- [Exercise description]:
Convert the lines below, from the first one through the line containing "x=182, y=274", into a JSON list of strings with one string per line and blank lines left out. Include both end lines and nothing beyond them.

## START Data to use

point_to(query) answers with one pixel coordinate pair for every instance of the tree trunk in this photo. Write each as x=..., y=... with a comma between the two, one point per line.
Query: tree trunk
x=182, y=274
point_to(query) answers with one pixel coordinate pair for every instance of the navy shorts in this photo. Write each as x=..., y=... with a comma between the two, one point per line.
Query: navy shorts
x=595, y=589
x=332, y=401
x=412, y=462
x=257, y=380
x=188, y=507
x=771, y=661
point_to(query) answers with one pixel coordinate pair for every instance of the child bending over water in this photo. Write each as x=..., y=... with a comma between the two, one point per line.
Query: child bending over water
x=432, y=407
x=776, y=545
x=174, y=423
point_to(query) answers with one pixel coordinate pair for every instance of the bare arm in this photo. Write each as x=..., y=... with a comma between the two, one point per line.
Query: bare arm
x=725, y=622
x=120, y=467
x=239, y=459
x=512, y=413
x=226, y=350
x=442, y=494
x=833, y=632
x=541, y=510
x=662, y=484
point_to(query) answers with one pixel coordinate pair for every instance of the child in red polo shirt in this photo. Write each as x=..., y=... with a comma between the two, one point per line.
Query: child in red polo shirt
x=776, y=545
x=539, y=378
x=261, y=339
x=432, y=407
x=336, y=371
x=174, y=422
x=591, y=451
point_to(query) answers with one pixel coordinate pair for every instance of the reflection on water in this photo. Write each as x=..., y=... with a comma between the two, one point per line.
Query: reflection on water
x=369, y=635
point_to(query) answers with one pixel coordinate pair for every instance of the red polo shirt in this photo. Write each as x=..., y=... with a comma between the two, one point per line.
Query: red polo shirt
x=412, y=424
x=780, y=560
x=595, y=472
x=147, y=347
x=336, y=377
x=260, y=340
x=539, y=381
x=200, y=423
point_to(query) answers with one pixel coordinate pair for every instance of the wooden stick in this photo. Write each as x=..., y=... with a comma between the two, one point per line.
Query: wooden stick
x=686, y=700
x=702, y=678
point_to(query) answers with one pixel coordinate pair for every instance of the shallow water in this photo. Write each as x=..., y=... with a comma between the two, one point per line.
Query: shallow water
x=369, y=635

## END Data to use

- [Answer to the problem]:
[
  "point_to(query) answers with one pixel coordinate pair for every instance of the tree trunk in this photo. Write each as x=..., y=... with a comma between the two, one point per line.",
  "Query: tree trunk",
  "x=182, y=274"
]